## [Passage for review]

◇ ◇ ◇ ◇ ◇

Redeveloping Near Southside area gains boutique hotel and space for retail, restaurants, and offices.


By Peter Fabris, Contributing Editor | March 10, 2022
Hotel Revel Ext
Hotel Revel will boost the vibrancy of the neighborhood.

Hotel Revel, a new mixed-use building in the Near Southside section of Fort Worth, Texas, will boost the vibrancy of the eclectic neighborhood. Near Southside, a 1,400-acre district located south of downtown, is the hub of the city’s creative class. The neighborhood is a mix of local dining, retail, residential, and medical services. The area is undergoing significant redevelopment geared towards sustainability and walkability, and Hotel Revel, at 1165 8th Avenue, blends right in.

Hotel Revel Ext 2
Location is key with Hotel Revel.


 1165 8th is woven into the urban context. The structure’s composition forms a powerful presence at the city, vehicular, and pedestrian scale via changing, dynamic perspectives. The building engages the pedestrian-oriented urban fabric with a second-floor terrace unfolding into a monumental stair that aligns with Oleander Walk, a pedestrian street that runs through the heart of the neighborhood. Steel fins shield the façade’s glazing from the west sun. Located behind the fins on the second and fourth floors are outdoor lounges with views in both directions of 8th Avenue and beyond to the cultural district.

◇ ◇ ◇ ◇ ◇

## [Records shown]
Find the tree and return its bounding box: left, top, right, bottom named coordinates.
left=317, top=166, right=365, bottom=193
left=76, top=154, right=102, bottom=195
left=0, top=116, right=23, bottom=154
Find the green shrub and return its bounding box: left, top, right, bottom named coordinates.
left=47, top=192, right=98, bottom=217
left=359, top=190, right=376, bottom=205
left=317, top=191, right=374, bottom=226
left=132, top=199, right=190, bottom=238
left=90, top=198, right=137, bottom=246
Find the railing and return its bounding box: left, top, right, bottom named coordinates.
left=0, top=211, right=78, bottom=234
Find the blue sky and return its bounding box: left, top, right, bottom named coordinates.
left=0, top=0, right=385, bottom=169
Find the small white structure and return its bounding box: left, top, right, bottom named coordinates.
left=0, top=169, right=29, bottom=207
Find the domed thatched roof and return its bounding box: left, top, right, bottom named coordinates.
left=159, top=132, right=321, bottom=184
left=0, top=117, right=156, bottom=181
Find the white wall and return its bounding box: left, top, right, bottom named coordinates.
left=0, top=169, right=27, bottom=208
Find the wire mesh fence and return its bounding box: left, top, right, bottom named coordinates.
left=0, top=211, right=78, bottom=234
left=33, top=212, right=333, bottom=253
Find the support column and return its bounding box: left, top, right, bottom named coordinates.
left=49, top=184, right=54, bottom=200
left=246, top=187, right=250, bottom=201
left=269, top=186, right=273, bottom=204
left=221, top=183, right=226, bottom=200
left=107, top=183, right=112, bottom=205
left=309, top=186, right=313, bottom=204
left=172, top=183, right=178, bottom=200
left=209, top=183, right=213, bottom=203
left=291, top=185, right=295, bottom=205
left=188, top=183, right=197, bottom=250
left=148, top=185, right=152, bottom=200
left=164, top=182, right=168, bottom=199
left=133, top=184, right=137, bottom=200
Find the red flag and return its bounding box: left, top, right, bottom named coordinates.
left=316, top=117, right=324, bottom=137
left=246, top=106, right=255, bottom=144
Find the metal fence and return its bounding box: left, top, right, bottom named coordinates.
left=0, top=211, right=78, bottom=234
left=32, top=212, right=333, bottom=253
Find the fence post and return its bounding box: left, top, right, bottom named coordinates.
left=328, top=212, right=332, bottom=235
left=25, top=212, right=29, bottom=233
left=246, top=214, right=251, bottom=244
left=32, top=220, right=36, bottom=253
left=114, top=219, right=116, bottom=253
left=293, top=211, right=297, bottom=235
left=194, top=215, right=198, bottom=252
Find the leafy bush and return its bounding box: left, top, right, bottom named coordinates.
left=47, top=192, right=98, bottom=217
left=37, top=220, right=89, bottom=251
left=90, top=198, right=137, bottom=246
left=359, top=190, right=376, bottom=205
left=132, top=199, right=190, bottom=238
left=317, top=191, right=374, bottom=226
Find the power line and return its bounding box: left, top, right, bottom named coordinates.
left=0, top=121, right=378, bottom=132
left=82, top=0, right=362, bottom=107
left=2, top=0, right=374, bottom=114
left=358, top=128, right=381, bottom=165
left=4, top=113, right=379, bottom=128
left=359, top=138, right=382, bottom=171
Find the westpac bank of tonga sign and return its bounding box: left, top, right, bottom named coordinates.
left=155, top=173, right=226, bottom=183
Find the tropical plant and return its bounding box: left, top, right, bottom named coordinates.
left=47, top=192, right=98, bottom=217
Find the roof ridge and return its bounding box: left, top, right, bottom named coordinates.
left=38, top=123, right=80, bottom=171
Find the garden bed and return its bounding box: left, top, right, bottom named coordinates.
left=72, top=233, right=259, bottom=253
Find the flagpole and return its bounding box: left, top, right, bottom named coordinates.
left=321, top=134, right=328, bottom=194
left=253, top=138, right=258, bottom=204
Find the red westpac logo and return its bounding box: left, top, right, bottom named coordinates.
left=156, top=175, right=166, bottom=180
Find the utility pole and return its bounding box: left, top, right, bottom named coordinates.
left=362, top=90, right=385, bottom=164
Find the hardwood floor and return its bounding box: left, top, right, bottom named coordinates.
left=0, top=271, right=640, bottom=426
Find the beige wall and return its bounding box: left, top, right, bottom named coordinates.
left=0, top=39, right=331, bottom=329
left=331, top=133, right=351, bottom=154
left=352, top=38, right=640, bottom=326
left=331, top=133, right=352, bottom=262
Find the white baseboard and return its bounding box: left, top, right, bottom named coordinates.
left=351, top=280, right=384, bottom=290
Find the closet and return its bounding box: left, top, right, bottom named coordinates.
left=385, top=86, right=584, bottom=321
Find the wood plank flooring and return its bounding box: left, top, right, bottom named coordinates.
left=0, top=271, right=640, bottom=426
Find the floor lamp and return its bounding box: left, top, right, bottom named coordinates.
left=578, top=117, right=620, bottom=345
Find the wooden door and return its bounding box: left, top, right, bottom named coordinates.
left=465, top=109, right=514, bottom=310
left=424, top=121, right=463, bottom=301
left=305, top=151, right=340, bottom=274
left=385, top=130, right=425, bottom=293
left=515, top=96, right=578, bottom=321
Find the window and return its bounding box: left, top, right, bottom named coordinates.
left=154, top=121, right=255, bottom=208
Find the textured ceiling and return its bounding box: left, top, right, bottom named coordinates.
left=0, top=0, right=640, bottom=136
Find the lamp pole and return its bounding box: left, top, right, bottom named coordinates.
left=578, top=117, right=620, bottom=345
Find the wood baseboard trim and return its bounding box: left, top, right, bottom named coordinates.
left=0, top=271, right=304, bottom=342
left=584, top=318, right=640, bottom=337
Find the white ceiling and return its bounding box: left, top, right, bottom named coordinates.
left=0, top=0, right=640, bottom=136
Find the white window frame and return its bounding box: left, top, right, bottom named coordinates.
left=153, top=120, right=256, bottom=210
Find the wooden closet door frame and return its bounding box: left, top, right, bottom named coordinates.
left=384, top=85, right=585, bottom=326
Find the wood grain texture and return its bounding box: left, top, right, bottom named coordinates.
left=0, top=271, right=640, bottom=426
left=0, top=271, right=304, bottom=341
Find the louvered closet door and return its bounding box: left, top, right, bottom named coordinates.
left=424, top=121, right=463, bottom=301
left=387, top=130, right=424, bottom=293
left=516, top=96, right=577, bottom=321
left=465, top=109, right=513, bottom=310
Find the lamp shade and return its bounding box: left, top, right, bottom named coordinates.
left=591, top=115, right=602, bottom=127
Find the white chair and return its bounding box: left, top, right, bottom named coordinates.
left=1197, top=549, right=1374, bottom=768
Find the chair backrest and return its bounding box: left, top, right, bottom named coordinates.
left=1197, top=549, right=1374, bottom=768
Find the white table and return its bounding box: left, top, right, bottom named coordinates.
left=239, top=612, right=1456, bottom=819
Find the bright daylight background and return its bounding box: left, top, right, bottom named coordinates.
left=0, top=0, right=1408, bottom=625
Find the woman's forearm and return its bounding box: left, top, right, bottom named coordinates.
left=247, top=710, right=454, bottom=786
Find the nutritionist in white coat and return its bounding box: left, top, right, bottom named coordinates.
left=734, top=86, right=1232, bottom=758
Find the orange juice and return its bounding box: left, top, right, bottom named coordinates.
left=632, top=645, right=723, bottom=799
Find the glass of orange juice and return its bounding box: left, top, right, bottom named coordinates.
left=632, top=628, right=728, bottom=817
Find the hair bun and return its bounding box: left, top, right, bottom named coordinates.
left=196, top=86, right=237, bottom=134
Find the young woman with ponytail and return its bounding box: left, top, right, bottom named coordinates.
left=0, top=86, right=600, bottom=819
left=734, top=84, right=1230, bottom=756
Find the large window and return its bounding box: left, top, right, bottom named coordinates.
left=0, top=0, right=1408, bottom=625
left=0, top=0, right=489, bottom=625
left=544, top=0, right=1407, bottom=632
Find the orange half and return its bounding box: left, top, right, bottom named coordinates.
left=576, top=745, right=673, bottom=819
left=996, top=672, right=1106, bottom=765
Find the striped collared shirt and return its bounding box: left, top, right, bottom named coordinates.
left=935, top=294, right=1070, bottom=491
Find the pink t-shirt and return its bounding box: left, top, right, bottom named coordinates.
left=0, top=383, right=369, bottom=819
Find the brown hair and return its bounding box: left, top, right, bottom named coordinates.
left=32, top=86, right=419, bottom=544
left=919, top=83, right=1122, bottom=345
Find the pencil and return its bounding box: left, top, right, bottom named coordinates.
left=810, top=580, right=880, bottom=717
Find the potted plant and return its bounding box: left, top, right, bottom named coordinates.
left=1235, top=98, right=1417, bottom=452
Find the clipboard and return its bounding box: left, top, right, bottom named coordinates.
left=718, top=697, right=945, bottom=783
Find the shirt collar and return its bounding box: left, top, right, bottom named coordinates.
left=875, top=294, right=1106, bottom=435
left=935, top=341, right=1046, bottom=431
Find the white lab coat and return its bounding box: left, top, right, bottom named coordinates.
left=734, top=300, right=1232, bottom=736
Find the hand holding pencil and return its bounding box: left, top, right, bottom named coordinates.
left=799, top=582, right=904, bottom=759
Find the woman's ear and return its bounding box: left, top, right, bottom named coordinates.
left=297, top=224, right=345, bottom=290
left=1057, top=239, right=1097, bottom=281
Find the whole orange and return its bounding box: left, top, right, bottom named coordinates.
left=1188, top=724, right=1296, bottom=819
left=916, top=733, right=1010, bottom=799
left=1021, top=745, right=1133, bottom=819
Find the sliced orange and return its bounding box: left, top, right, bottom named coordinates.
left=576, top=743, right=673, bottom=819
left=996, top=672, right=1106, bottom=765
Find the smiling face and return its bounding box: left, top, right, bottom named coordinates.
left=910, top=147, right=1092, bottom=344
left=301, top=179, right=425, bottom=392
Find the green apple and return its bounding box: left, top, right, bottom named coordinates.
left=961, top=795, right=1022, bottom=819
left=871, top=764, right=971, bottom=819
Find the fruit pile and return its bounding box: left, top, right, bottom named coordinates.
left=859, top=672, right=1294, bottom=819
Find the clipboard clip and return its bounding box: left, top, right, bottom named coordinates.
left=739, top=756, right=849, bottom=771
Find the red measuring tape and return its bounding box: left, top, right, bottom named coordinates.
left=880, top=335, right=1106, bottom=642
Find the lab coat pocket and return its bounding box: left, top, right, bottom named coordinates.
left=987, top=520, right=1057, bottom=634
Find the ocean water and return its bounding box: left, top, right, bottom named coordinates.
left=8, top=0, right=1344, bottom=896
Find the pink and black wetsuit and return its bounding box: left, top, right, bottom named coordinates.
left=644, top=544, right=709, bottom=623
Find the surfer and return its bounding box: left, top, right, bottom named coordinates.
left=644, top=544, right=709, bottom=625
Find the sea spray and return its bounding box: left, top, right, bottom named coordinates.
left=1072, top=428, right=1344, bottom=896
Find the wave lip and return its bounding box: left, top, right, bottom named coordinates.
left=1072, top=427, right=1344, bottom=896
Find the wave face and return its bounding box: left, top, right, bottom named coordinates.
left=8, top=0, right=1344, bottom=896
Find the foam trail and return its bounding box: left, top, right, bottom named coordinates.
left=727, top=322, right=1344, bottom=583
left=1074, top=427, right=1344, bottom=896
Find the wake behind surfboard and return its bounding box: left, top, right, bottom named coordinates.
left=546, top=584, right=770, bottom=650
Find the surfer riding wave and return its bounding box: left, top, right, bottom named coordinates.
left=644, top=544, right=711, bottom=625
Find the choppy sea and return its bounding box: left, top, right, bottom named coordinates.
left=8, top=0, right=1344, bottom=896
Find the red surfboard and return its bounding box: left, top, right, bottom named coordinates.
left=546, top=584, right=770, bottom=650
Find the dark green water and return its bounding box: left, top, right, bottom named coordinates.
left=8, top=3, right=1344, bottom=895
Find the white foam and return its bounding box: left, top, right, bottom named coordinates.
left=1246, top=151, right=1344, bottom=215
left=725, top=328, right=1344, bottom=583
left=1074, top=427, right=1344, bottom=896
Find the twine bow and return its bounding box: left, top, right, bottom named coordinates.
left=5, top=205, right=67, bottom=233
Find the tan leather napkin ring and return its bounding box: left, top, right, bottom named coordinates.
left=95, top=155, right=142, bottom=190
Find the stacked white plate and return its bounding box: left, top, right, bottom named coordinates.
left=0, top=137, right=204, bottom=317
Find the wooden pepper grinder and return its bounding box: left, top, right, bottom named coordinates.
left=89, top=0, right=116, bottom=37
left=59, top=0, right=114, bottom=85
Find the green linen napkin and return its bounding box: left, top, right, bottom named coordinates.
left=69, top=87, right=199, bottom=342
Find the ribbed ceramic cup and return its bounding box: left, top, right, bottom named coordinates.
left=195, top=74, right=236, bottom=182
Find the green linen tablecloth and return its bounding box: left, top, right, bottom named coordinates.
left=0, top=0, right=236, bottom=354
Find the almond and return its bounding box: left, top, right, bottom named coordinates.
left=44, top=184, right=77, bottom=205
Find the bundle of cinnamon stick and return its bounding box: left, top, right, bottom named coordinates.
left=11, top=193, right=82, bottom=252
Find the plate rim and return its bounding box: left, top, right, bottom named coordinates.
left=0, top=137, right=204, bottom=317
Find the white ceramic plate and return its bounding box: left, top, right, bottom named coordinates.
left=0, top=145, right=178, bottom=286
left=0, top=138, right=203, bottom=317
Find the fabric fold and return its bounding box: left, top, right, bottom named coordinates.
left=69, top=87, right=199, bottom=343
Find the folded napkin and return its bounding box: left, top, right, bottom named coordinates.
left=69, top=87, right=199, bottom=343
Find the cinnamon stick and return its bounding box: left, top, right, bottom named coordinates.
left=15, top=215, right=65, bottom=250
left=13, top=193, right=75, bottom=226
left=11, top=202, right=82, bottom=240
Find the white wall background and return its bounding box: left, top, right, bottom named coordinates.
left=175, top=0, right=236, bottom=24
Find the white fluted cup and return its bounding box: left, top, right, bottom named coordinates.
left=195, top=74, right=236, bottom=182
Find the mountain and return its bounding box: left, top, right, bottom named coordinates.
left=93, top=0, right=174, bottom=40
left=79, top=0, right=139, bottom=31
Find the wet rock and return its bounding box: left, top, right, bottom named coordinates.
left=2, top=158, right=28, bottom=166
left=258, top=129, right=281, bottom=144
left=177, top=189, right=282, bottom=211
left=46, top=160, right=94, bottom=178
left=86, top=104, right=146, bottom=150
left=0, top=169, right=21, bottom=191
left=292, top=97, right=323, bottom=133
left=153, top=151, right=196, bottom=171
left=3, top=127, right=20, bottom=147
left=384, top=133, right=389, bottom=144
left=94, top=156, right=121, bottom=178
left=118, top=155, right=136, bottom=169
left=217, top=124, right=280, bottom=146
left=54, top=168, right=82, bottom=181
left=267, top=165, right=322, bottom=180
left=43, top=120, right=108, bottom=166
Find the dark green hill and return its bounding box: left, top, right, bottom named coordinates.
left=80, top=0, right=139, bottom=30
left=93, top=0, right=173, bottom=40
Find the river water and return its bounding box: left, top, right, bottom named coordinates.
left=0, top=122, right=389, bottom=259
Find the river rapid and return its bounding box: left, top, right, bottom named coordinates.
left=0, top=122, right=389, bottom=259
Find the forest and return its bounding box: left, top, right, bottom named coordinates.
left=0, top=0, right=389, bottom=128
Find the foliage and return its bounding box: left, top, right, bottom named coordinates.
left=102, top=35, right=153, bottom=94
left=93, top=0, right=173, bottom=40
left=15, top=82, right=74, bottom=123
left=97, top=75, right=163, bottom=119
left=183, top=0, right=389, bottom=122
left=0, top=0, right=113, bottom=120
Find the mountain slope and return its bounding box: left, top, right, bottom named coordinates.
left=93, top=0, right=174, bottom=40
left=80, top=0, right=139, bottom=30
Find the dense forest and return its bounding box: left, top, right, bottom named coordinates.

◇ ◇ ◇ ◇ ◇

## [Actions to take]
- A) Repeat the part of the Hotel Revel article above between "Redeveloping Near Southside" and "with Hotel Revel.", inclusive.
- B) Carry on the Hotel Revel article from the point where it ends.

## [Expected results]
- A)
Redeveloping Near Southside area gains boutique hotel and space for retail, restaurants, and offices.


By Peter Fabris, Contributing Editor | March 10, 2022
Hotel Revel Ext
Hotel Revel will boost the vibrancy of the neighborhood.

Hotel Revel, a new mixed-use building in the Near Southside section of Fort Worth, Texas, will boost the vibrancy of the eclectic neighborhood. Near Southside, a 1,400-acre district located south of downtown, is the hub of the city’s creative class. The neighborhood is a mix of local dining, retail, residential, and medical services. The area is undergoing significant redevelopment geared towards sustainability and walkability, and Hotel Revel, at 1165 8th Avenue, blends right in.

Hotel Revel Ext 2
Location is key with Hotel Revel.

- B)
 
Retail and restaurant space on level one invites pedestrians into the building. Event space is located on level two, seven hotel rooms on level three, and a boutique hotel on level four with an extension that includes seven hotel rooms housed within a portion of level three.
 
Hotel Revel is a fifteen room, keyless, direct-access hotel. The light play of the building's exterior extends into the interior. White panels define vertical slots of daylight, opening the rooms to city views. Custom fabricated steel ledges project from the walls to form desks, luggage shelves, and side tables, catching the light and projecting angular shadows on the walls.
 

White Panels
White panels define vertical slots of daylight.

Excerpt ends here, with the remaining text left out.